• _Task prompt_: Reproduce the entire listing exactly as written, apart from its pictures.

Content starts

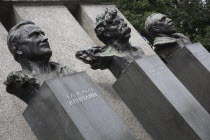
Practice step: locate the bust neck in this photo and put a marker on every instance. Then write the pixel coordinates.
(36, 67)
(119, 45)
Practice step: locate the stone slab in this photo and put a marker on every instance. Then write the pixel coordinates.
(87, 15)
(12, 124)
(191, 66)
(66, 37)
(165, 108)
(71, 107)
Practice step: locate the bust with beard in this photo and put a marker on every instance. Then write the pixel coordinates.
(166, 41)
(117, 53)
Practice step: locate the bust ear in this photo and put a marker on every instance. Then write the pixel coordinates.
(16, 49)
(155, 28)
(107, 34)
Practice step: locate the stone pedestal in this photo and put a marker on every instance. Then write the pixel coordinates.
(191, 65)
(161, 103)
(66, 37)
(71, 107)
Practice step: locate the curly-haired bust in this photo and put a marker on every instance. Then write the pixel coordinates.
(166, 41)
(117, 53)
(30, 48)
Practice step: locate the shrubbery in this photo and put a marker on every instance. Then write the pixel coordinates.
(191, 17)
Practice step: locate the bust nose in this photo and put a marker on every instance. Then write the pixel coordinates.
(44, 39)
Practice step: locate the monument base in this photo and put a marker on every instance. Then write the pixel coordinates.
(71, 107)
(191, 65)
(161, 103)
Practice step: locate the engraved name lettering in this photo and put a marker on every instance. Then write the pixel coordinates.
(81, 96)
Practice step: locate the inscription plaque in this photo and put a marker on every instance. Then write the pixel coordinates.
(71, 107)
(161, 103)
(191, 65)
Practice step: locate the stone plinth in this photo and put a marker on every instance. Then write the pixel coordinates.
(13, 125)
(191, 65)
(66, 37)
(165, 108)
(71, 107)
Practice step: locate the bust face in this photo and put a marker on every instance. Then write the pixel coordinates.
(163, 24)
(113, 28)
(33, 44)
(118, 29)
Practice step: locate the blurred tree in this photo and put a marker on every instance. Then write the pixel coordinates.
(191, 17)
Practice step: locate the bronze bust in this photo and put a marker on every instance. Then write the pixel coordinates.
(30, 48)
(117, 53)
(166, 41)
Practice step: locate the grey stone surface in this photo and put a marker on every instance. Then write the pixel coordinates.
(12, 125)
(71, 107)
(191, 65)
(66, 37)
(162, 104)
(87, 18)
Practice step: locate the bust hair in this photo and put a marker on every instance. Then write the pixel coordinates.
(149, 23)
(14, 35)
(101, 23)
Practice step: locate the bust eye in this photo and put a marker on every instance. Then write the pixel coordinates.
(162, 19)
(116, 22)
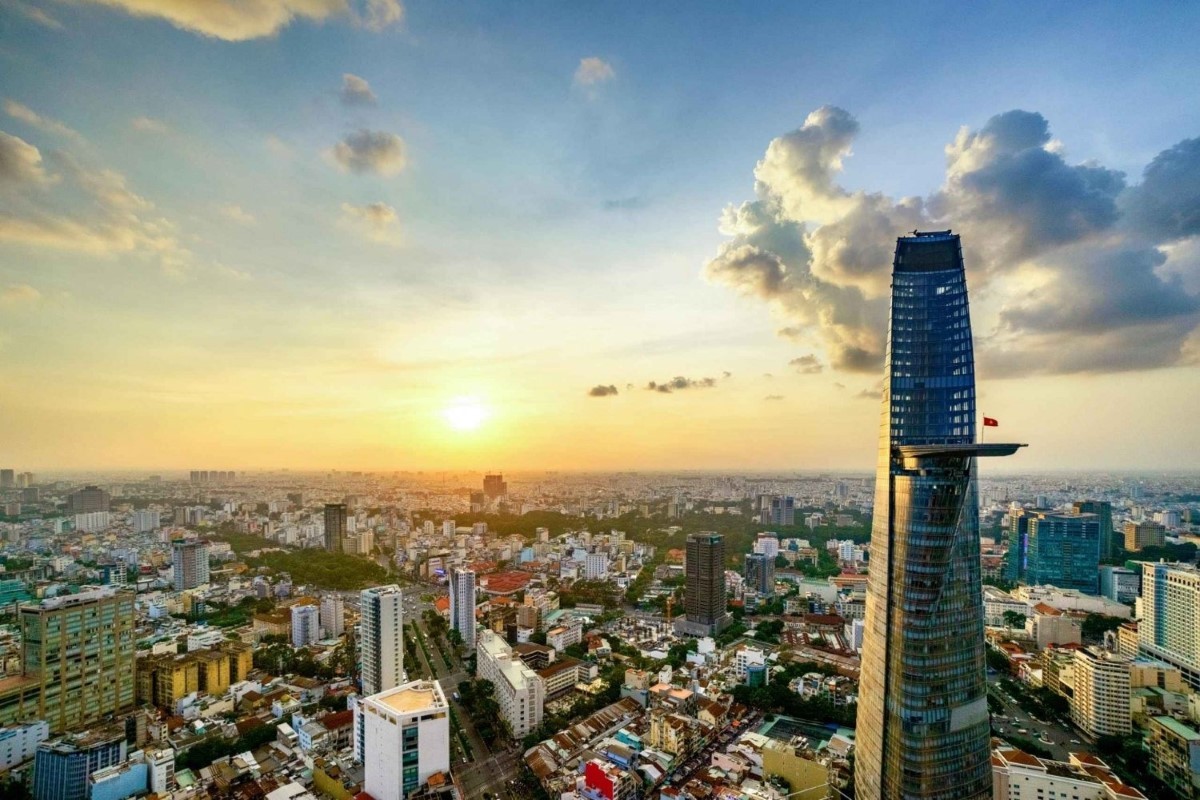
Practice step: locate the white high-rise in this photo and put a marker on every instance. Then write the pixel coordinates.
(382, 638)
(402, 737)
(462, 605)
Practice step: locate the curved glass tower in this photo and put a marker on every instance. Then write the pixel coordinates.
(923, 727)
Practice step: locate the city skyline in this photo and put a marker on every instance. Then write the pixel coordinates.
(387, 236)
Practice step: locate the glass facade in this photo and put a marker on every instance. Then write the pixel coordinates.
(923, 726)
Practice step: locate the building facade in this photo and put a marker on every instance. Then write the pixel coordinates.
(923, 727)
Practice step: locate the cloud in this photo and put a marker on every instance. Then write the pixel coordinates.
(357, 91)
(1072, 257)
(19, 161)
(19, 294)
(149, 125)
(239, 215)
(593, 71)
(238, 20)
(807, 365)
(371, 151)
(375, 221)
(28, 115)
(679, 383)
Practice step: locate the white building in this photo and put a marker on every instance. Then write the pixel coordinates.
(382, 638)
(333, 615)
(402, 737)
(462, 605)
(520, 691)
(305, 625)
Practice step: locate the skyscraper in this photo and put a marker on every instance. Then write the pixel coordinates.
(382, 638)
(335, 525)
(462, 605)
(923, 728)
(705, 589)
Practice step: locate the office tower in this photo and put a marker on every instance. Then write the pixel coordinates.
(520, 691)
(382, 638)
(1144, 534)
(402, 737)
(61, 767)
(81, 649)
(495, 487)
(305, 625)
(190, 558)
(1169, 613)
(923, 728)
(1103, 510)
(1101, 701)
(760, 573)
(462, 605)
(705, 589)
(335, 527)
(1065, 551)
(88, 499)
(333, 615)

Content ends

• _Your response_:
Practice step: locate the bust neck in this photo and put a marker on every instance. Then write the pixel coordinates.
(36, 67)
(119, 45)
Practice step: locate the stone slab in this photo and put a marker on every instance. Then write the pixel coordinates.
(87, 15)
(12, 124)
(191, 66)
(66, 37)
(165, 108)
(71, 107)
Practice step: locate the bust with beard in this photo and put a marker on every instance. Then write the pixel coordinates.
(166, 41)
(117, 53)
Practice step: locate the bust ear in this photo and put a marker on every instance. Then write the pixel coordinates.
(16, 49)
(155, 28)
(107, 34)
Practice step: locate the stone pedestal in this photo and put a marker on every instance. Then write the pixel coordinates.
(191, 65)
(161, 103)
(66, 37)
(71, 107)
Practice step: locate the curly-haired bust in this photo and put a marker on every instance. Then write the pixel coordinates.
(166, 41)
(117, 53)
(30, 48)
Practice step: locate the shrubbery in this photo and put a marker on every instance. Then write the pixel coordinates.
(191, 17)
Practice step: locate the bust nose in this photo and put a marker on every instance. Then write the pixel coordinates.
(44, 39)
Practice step: locate the monument base in this photo and put a marker on every instance. Then write the pixel coordinates.
(71, 107)
(191, 65)
(161, 103)
Practice step: locate the engraved name lettering in this photo and put a marker on every instance. Then write the pixel coordinates.
(81, 96)
Practice step: locate the inscription plaque in this photo and put a marker on every instance. Then write the pixel coordinates.
(71, 107)
(161, 103)
(191, 65)
Practice step: locate the stone plinth in this photo and put a marker on every instance. Then write the pixel coordinates.
(13, 125)
(191, 65)
(66, 37)
(165, 108)
(71, 107)
Practice step: locate the bust face in this photo and put a marker on every instance. Then write the pixel coordinates.
(163, 24)
(113, 28)
(33, 44)
(118, 29)
Practice step: locate the blurred tree in this photo and put a marker on every instance. Then write the pixel coordinates.
(191, 17)
Practice step: locate the bronze bust in this photo and put a marker on every instance. Then write the pixel coordinates.
(30, 48)
(117, 53)
(166, 41)
Practice step: locate the grey stone surface in this photo and put a marker on every instance. Then write the pixel coordinates.
(12, 125)
(71, 107)
(191, 65)
(66, 37)
(162, 104)
(87, 18)
Practice step: locate the bust hair in this photo and put a marker on every instance. Then write the pixel coordinates.
(149, 23)
(14, 35)
(101, 23)
Practice step: locate the bust eye in this photo and put a marker on every instance. Then write the pixel coordinates.
(162, 19)
(116, 22)
Practice step: locate the white high-rise in this photo and put a marker on every instance. Then write the pixel coordinates.
(382, 638)
(402, 737)
(462, 605)
Practice step: locate the curved glass tower in this photo and put a marker on every instance. Then write the pixel coordinates.
(923, 727)
Practice step: locate the city skyline in this photo and put a marker on every instance. Then write the pixel coordinates.
(387, 236)
Practice step: locate the glass facade in this photo and put a marker on every instance. Then write the pixel coordinates.
(923, 726)
Practice step: locate the building facade in this photo and put a marker on every instance. Then write the pixel coordinates.
(923, 727)
Practice step: locate the cloud in this photo and put a marker on every instance. Then write the pixel coordinates.
(357, 91)
(1072, 257)
(19, 161)
(19, 294)
(149, 125)
(239, 215)
(593, 71)
(238, 20)
(807, 365)
(371, 151)
(375, 221)
(28, 115)
(679, 383)
Practice step: locate the white building in this photo and put a marker on every instance. Then write the pixel coordinates.
(382, 638)
(333, 615)
(402, 737)
(462, 605)
(520, 691)
(305, 625)
Practice step: locate the skyscraper in this photo and put a marker on every instance. Then write the pixel coordinates.
(382, 638)
(335, 525)
(462, 605)
(923, 728)
(705, 589)
Practice step: locate the office tower in this photo and put a marker on every instance. Then write the pixel coordinates.
(520, 691)
(382, 638)
(1144, 534)
(402, 737)
(61, 767)
(81, 649)
(495, 487)
(305, 625)
(190, 558)
(1169, 613)
(923, 728)
(1103, 510)
(1101, 701)
(760, 573)
(462, 605)
(705, 589)
(335, 527)
(1065, 551)
(88, 499)
(333, 615)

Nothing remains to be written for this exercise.